▶ _Exercise_
Reproduce every one of the items below word for word, omitting the pictures from your answer.
══ Recorded data ══
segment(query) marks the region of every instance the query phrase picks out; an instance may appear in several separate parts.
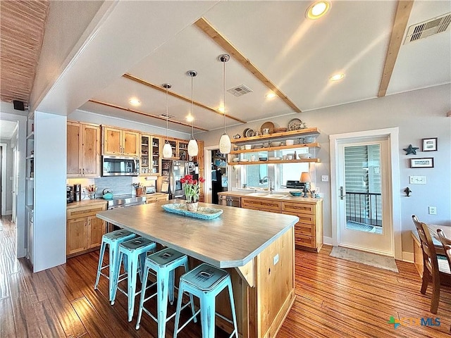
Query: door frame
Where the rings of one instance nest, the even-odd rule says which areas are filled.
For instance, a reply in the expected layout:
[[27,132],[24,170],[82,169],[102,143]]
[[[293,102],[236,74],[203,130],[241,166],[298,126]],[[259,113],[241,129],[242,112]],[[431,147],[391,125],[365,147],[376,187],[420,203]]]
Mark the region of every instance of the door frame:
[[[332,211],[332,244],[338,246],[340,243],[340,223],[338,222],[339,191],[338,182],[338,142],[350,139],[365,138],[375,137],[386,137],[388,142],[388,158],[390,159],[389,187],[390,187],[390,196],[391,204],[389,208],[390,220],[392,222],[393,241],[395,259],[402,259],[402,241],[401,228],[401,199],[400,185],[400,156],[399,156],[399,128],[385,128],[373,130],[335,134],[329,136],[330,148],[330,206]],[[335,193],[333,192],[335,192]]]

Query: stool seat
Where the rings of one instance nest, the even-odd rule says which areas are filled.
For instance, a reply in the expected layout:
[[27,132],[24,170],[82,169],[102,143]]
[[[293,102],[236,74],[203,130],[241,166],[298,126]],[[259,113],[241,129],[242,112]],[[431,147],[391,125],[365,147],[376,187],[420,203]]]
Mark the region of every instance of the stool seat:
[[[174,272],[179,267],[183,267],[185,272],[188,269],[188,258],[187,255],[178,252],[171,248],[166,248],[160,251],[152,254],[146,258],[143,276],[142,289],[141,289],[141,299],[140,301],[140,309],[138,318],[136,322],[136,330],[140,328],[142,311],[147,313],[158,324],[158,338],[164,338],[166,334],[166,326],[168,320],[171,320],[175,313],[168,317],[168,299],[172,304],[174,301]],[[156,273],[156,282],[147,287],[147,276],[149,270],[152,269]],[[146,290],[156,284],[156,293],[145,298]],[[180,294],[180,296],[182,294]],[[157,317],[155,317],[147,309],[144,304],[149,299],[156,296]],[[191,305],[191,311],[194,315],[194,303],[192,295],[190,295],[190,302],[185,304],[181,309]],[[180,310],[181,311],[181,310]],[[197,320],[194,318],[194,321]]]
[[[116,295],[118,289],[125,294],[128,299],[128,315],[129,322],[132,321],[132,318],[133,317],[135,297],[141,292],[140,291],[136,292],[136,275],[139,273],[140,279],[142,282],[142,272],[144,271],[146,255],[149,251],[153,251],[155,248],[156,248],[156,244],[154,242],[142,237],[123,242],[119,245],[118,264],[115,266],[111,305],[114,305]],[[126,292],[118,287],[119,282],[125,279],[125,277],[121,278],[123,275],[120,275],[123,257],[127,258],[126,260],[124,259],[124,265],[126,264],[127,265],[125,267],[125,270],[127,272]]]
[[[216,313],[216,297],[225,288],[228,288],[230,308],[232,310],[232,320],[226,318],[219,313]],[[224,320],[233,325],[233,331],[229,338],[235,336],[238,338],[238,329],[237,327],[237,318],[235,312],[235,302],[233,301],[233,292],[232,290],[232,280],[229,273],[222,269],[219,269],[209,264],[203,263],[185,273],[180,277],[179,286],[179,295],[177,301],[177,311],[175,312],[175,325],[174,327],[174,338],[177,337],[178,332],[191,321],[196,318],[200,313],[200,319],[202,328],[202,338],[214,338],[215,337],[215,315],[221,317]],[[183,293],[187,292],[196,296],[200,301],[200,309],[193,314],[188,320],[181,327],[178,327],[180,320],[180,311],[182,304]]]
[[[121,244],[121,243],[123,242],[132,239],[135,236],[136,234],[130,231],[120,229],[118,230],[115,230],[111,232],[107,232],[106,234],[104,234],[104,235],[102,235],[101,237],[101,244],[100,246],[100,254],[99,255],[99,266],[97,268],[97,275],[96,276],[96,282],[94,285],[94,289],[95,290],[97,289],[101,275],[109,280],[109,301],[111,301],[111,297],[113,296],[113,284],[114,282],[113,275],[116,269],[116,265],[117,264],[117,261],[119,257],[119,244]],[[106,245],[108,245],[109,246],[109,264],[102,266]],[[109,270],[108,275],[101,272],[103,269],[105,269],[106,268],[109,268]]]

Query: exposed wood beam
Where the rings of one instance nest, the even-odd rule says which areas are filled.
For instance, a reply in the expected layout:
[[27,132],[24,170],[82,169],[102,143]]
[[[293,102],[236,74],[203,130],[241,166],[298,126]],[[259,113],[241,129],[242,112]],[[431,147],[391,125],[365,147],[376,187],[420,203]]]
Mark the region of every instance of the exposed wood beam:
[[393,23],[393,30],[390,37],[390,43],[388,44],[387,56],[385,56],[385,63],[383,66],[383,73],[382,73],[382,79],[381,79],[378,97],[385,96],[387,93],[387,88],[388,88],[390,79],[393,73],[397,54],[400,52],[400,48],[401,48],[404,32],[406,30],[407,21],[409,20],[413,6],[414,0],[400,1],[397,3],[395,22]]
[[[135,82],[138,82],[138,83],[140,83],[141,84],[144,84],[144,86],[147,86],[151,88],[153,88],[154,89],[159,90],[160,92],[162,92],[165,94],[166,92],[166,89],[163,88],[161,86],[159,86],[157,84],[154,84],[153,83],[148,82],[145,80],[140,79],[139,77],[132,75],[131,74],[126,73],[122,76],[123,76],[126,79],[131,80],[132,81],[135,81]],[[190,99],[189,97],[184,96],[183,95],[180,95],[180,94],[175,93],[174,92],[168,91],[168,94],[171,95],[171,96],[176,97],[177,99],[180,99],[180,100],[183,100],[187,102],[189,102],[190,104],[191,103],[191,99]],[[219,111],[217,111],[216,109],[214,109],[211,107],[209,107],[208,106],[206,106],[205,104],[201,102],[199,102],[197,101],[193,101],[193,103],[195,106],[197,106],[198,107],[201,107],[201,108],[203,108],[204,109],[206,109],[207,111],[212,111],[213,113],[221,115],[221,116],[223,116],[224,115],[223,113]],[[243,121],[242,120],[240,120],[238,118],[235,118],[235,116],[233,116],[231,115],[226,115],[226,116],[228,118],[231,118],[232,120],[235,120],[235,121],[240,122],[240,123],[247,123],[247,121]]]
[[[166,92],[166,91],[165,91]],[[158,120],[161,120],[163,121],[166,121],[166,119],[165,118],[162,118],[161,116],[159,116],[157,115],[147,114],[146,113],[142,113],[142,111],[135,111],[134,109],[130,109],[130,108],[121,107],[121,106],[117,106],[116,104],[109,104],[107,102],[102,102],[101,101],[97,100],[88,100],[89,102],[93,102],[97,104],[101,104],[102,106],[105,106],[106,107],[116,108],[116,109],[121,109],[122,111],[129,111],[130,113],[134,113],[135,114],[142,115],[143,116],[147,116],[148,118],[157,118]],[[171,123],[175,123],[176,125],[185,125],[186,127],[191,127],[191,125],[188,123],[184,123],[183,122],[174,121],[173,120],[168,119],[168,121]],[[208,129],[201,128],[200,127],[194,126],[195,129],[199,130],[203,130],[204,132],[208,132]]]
═══
▶ _Exercise response_
segment(query) marks the region of every instance the query phrase picks out; an instance may appear in several separate parts.
Query: door frame
Where the rings of one instance nest, the even-odd rule says which areas are filled.
For instance, a reply in the expected layout:
[[27,132],[24,170],[82,169],[102,143]]
[[[293,102],[236,74],[203,130],[241,166],[298,126]],[[259,113],[241,129],[242,112]],[[431,147],[391,125],[365,147],[376,187],[420,203]]]
Mark the region of every instance of the door frame:
[[[332,211],[332,244],[338,246],[340,243],[340,223],[338,222],[339,191],[338,182],[338,142],[350,139],[365,138],[375,137],[386,137],[388,142],[388,158],[390,159],[389,187],[390,187],[390,196],[391,204],[389,208],[390,220],[392,222],[393,241],[395,259],[402,259],[402,241],[401,228],[401,199],[400,185],[400,156],[399,156],[399,128],[385,128],[373,130],[335,134],[329,136],[330,148],[330,206]],[[335,193],[333,192],[335,192]]]

Query: stool seat
Where the rings of one instance nest, the even-odd rule says which areas are filled.
For instance, a reply in the expected layout:
[[27,132],[24,170],[82,169],[102,143]]
[[[293,102],[236,74],[203,130],[241,166],[298,126]],[[259,113],[241,129],[242,112]],[[431,147],[391,125],[365,147],[376,187],[420,203]]]
Mark the region of every instance of the stool seat:
[[[174,272],[179,267],[183,267],[185,272],[188,269],[188,258],[187,255],[178,252],[171,248],[166,248],[160,251],[152,254],[146,258],[143,276],[142,289],[141,289],[141,299],[140,301],[140,309],[138,318],[136,322],[136,330],[140,328],[142,311],[147,313],[158,324],[158,338],[164,338],[166,334],[166,326],[168,320],[171,320],[175,313],[168,317],[168,299],[172,304],[174,301]],[[156,273],[156,282],[147,287],[147,276],[149,270],[152,269]],[[146,290],[156,284],[156,293],[145,298]],[[180,294],[180,296],[182,294]],[[157,317],[155,317],[147,309],[144,304],[149,299],[156,296]],[[191,305],[191,311],[194,315],[194,303],[192,295],[190,295],[190,302],[185,304],[181,309]],[[180,310],[181,311],[181,310]],[[197,320],[194,318],[194,321]]]
[[[116,295],[118,289],[125,294],[128,299],[128,315],[129,322],[132,321],[132,318],[133,317],[135,297],[141,292],[140,291],[136,292],[136,275],[139,273],[140,279],[142,282],[142,272],[144,271],[146,255],[149,251],[153,251],[155,248],[156,248],[156,244],[154,242],[142,237],[123,242],[119,245],[118,264],[115,266],[111,305],[114,305]],[[126,292],[118,287],[119,282],[125,279],[125,277],[121,278],[123,275],[120,275],[123,257],[127,258],[126,260],[124,259],[124,265],[126,264],[127,265],[125,267],[125,270],[127,272]]]
[[[216,313],[216,297],[225,288],[228,288],[230,308],[232,310],[232,320],[226,318],[219,313]],[[224,320],[233,325],[233,331],[229,338],[235,336],[238,338],[238,329],[237,327],[237,318],[235,312],[235,302],[233,301],[233,292],[232,290],[232,280],[229,273],[222,269],[219,269],[209,264],[203,263],[185,273],[180,277],[179,286],[179,295],[177,301],[177,311],[175,312],[175,325],[174,327],[174,338],[177,337],[178,332],[191,321],[196,318],[200,313],[200,319],[202,328],[202,338],[214,338],[215,337],[215,315],[221,317]],[[183,293],[187,292],[196,296],[200,301],[200,309],[193,314],[188,320],[181,327],[178,327],[180,320],[180,311],[182,304]]]
[[[121,244],[121,243],[123,242],[132,239],[135,236],[136,234],[130,231],[120,229],[118,230],[115,230],[111,232],[107,232],[106,234],[104,234],[104,235],[102,235],[101,237],[101,244],[100,246],[100,254],[99,255],[99,266],[97,268],[97,275],[96,276],[96,282],[94,285],[94,289],[95,290],[97,289],[101,275],[109,280],[109,301],[111,301],[111,297],[113,296],[113,284],[114,282],[113,275],[116,269],[116,265],[117,264],[117,261],[119,257],[119,244]],[[106,245],[108,245],[109,246],[109,264],[102,266]],[[109,270],[108,275],[101,272],[103,269],[105,269],[106,268],[109,268]]]

Query: exposed wood beam
Where the rings of one instance nest, the even-odd rule says which areas are filled.
For instance, a reply in the expected layout:
[[27,132],[24,170],[82,169],[102,143]]
[[[293,102],[236,74],[203,130],[241,166],[298,126]],[[259,113],[241,129],[242,112]],[[431,147],[391,125],[365,147],[376,187],[420,203]]]
Mark the region of every instance of the exposed wood beam:
[[393,23],[393,30],[390,37],[390,43],[388,44],[387,56],[385,56],[385,63],[383,66],[383,73],[382,73],[382,79],[381,79],[378,97],[385,96],[387,93],[387,88],[388,88],[390,79],[393,73],[397,54],[400,52],[400,48],[401,48],[404,32],[406,30],[407,21],[409,20],[413,6],[414,0],[400,1],[397,3],[395,22]]
[[[135,82],[138,82],[138,83],[140,83],[141,84],[144,84],[144,86],[147,86],[151,88],[153,88],[154,89],[159,90],[160,92],[162,92],[165,94],[166,92],[166,89],[163,88],[161,86],[159,86],[157,84],[154,84],[153,83],[148,82],[145,80],[140,79],[139,77],[132,75],[131,74],[126,73],[122,76],[123,76],[126,79],[131,80],[132,81],[135,81]],[[190,99],[189,97],[184,96],[183,95],[180,95],[180,94],[175,93],[174,92],[168,91],[168,94],[171,95],[171,96],[176,97],[177,99],[180,99],[180,100],[183,100],[187,102],[189,102],[190,104],[191,103],[191,99]],[[219,111],[217,111],[216,109],[214,109],[211,107],[209,107],[208,106],[206,106],[205,104],[201,102],[199,102],[197,101],[193,101],[193,103],[195,106],[197,106],[198,107],[201,107],[201,108],[203,108],[204,109],[206,109],[207,111],[212,111],[213,113],[221,115],[221,116],[223,116],[224,115],[223,113]],[[243,121],[242,120],[240,120],[238,118],[235,118],[235,116],[233,116],[231,115],[226,115],[226,116],[228,118],[231,118],[232,120],[235,120],[235,121],[240,122],[240,123],[247,123],[247,121]]]
[[[166,92],[166,91],[165,91]],[[158,120],[161,120],[163,121],[166,121],[166,119],[165,118],[162,118],[161,116],[159,116],[157,115],[147,114],[146,113],[142,113],[142,111],[135,111],[134,109],[130,109],[130,108],[121,107],[121,106],[117,106],[116,104],[109,104],[107,102],[102,102],[101,101],[97,100],[88,100],[89,102],[93,102],[97,104],[101,104],[102,106],[105,106],[106,107],[116,108],[116,109],[121,109],[122,111],[129,111],[130,113],[134,113],[135,114],[142,115],[143,116],[147,116],[148,118],[157,118]],[[171,123],[175,123],[176,125],[185,125],[186,127],[191,127],[191,125],[188,123],[184,123],[183,122],[174,121],[173,120],[168,119],[168,121]],[[208,129],[201,128],[200,127],[194,126],[195,129],[199,130],[203,130],[204,132],[208,132]]]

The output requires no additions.